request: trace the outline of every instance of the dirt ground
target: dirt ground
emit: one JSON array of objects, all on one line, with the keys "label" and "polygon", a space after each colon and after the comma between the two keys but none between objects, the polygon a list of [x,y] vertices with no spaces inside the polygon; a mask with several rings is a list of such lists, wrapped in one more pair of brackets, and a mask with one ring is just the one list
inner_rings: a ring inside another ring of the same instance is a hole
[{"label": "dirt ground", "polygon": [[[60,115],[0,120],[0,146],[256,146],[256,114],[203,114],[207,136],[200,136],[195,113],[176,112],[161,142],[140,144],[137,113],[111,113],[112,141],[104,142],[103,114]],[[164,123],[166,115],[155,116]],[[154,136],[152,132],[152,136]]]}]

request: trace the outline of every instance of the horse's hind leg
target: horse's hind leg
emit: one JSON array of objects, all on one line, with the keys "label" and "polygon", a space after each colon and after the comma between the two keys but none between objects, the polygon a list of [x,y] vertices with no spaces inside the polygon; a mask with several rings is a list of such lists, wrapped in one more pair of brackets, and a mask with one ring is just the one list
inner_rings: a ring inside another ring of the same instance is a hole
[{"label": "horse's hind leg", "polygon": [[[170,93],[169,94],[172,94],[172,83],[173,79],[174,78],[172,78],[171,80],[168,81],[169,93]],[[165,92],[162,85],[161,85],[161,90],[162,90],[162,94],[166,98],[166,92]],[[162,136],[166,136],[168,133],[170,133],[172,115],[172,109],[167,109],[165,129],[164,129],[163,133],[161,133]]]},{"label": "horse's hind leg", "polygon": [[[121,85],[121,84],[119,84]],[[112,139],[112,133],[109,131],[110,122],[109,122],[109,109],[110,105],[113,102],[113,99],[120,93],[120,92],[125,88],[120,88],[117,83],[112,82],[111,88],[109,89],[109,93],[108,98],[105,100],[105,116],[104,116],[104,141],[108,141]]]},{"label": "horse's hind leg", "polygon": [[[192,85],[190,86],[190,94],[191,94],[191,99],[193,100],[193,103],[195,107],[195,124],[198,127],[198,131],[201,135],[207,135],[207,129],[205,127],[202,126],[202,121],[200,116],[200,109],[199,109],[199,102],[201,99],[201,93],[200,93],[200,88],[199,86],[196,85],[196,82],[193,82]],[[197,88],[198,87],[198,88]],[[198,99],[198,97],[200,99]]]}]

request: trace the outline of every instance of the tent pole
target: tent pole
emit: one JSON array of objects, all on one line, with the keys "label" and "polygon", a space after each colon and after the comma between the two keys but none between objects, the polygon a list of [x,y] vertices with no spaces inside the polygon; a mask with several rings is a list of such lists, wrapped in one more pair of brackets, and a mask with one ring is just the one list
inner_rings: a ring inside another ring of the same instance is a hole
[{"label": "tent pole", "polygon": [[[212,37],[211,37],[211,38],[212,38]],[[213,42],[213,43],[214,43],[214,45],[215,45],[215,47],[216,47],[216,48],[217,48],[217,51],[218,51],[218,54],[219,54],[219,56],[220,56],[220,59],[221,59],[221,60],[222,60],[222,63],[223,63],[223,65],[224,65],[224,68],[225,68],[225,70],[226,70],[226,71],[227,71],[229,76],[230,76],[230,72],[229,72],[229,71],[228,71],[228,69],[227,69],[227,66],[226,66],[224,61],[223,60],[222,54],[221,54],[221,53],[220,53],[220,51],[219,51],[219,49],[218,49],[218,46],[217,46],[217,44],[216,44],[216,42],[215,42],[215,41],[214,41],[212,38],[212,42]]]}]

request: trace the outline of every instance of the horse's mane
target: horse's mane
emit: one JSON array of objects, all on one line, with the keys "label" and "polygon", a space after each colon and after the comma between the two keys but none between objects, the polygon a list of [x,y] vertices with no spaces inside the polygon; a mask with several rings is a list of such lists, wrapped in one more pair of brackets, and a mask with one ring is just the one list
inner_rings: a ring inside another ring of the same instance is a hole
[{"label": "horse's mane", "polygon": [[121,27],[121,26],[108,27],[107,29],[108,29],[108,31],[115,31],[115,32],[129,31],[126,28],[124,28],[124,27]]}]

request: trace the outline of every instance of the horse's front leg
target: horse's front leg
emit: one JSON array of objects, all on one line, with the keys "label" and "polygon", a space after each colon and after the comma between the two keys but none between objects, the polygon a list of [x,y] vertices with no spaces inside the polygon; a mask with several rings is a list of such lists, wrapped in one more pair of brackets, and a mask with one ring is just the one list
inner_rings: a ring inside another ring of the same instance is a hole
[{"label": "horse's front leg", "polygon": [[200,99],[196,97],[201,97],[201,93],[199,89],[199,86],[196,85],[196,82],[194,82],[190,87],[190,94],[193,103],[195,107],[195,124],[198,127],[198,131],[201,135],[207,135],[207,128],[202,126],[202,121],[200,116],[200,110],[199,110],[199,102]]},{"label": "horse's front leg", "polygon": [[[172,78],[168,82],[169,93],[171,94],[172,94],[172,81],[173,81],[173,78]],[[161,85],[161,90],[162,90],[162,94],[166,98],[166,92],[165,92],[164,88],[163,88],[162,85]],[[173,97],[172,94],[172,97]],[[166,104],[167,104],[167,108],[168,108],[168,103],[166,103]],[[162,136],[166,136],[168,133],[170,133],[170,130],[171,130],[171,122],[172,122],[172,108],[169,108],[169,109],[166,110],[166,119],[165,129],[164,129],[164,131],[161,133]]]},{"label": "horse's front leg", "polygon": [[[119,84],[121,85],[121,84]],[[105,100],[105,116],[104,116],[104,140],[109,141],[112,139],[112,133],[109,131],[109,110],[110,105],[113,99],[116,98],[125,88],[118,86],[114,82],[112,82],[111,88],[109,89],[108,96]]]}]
......
- **Task instructions**:
Change every "trace the outline of" in the listing above to "draw the boundary of", and reproduce all the listing with nothing else altered.

- **Result for this task**:
request: draw the boundary of every instance of the dirt ground
target: dirt ground
emit: one JSON array of objects, all on one line, with the keys "label" and "polygon", a space after each colon and after the comma between the two keys but none between objects, the polygon a list of [x,y] vertices with no spaces inside the polygon; a mask with several rings is a list of such lists, wrapped in one more pair of brackets, and a mask with one ring is just the one list
inner_rings: a ring inside another ring of the same instance is a hole
[{"label": "dirt ground", "polygon": [[[60,115],[0,120],[0,146],[256,146],[256,114],[203,114],[207,136],[200,136],[195,113],[176,112],[161,142],[140,144],[137,113],[111,113],[112,141],[104,142],[103,114]],[[164,123],[166,115],[155,116]],[[154,136],[152,132],[152,136]]]}]

request: draw the boundary of every instance of the horse's hind leg
target: horse's hind leg
emit: one JSON array of objects, all on one line, with the keys "label" and "polygon", a space after each colon and after the comma between the two keys but none between objects, the polygon a list of [x,y] vertices with no spaces inside the polygon; a mask with several rings is a list of such lists, wrapped in one more pair of brackets, and a mask with one ring is just the one list
inner_rings: a ring inside another ring of the same instance is a hole
[{"label": "horse's hind leg", "polygon": [[[170,93],[169,94],[172,94],[172,83],[173,79],[174,78],[172,78],[171,80],[168,81],[169,93]],[[165,92],[162,85],[161,85],[161,90],[162,90],[162,94],[166,98],[166,92]],[[162,136],[166,136],[168,133],[170,133],[172,115],[172,109],[167,109],[165,129],[164,129],[163,133],[161,133]]]},{"label": "horse's hind leg", "polygon": [[[121,85],[121,84],[119,84]],[[112,139],[112,133],[109,131],[110,122],[109,122],[109,109],[110,105],[113,102],[113,99],[120,93],[120,92],[125,88],[120,88],[117,83],[112,82],[111,88],[109,89],[109,93],[108,98],[105,100],[105,116],[104,116],[104,141],[108,141]]]},{"label": "horse's hind leg", "polygon": [[[192,85],[190,86],[190,94],[191,94],[191,99],[193,100],[193,103],[195,107],[195,124],[198,127],[198,131],[201,135],[207,135],[207,129],[205,127],[202,126],[202,121],[200,116],[200,109],[199,109],[199,102],[201,99],[201,93],[200,93],[200,88],[199,86],[196,85],[196,82],[193,82]],[[197,88],[198,87],[198,88]],[[198,99],[198,97],[200,99]]]}]

request: draw the boundary of every instance of the tent pole
target: tent pole
emit: one JSON array of objects, all on one line, with the keys "label" and "polygon", a space after each colon and after the comma between the two keys but none between objects, the polygon a list of [x,y] vertices with no spaces inside the polygon; a mask with several rings is a list of such lists, wrapped in one more pair of brackets, and a mask with one ring is just the one list
inner_rings: a ring inside another ring of the same instance is a hole
[{"label": "tent pole", "polygon": [[[212,37],[211,37],[211,38],[212,38]],[[213,42],[213,43],[214,43],[214,45],[215,45],[215,47],[216,47],[216,48],[217,48],[217,51],[218,51],[218,54],[219,54],[219,56],[220,56],[220,59],[221,59],[221,60],[222,60],[222,63],[223,63],[223,65],[224,65],[224,68],[225,68],[225,70],[226,70],[226,71],[227,71],[229,76],[230,76],[230,72],[229,72],[229,71],[228,71],[228,69],[227,69],[227,66],[226,66],[224,61],[223,60],[222,54],[221,54],[221,53],[220,53],[220,51],[219,51],[219,49],[218,49],[218,46],[217,46],[217,44],[216,44],[216,42],[215,42],[215,41],[214,41],[212,38],[212,42]]]}]

request: draw the boundary of every instance of the horse's mane
target: horse's mane
emit: one JSON array of objects, all on one line, with the keys "label" and "polygon", a space after each colon and after the comma between the two keys but none between objects, the polygon a list of [x,y] vertices with no spaces inside the polygon; a mask with several rings is a list of such lists, wrapped in one more pair of brackets, and a mask with one ring is just the one list
inner_rings: a ring inside another ring of the same instance is a hole
[{"label": "horse's mane", "polygon": [[121,27],[121,26],[108,27],[107,29],[108,29],[108,31],[115,31],[115,32],[129,31],[126,28],[124,28],[124,27]]}]

request: draw the boundary of every instance of the horse's front leg
target: horse's front leg
emit: one JSON array of objects, all on one line, with the keys "label" and "polygon", a space after each colon and after the comma between the two keys but none between objects, the polygon a list of [x,y] vertices with no spaces inside the polygon; a mask with several rings is a list of such lists, wrapped in one more pair of brackets, and a mask with one ring is just the one list
inner_rings: a ring inside another ring of the same instance is a hole
[{"label": "horse's front leg", "polygon": [[200,99],[196,97],[201,97],[201,93],[199,89],[199,86],[196,85],[196,82],[194,82],[190,87],[190,94],[193,103],[195,107],[195,124],[198,127],[198,131],[201,135],[207,135],[207,128],[202,126],[202,121],[200,116],[200,110],[199,110],[199,102]]},{"label": "horse's front leg", "polygon": [[[172,78],[168,82],[169,93],[171,94],[172,94],[172,81],[173,81],[173,78]],[[161,85],[161,90],[162,90],[162,94],[166,98],[166,92],[165,92],[164,88],[163,88],[162,85]],[[173,97],[172,94],[172,97]],[[166,104],[167,104],[167,108],[168,108],[168,103],[166,103]],[[162,136],[166,136],[168,133],[170,133],[170,130],[171,130],[171,122],[172,122],[172,108],[169,108],[169,109],[166,110],[166,119],[165,129],[164,129],[164,131],[161,133]]]},{"label": "horse's front leg", "polygon": [[[119,84],[121,85],[121,84]],[[105,100],[105,116],[104,116],[104,140],[109,141],[112,139],[112,133],[109,131],[109,110],[110,105],[113,99],[116,98],[125,88],[118,86],[114,82],[112,82],[111,88],[109,89],[108,96]]]}]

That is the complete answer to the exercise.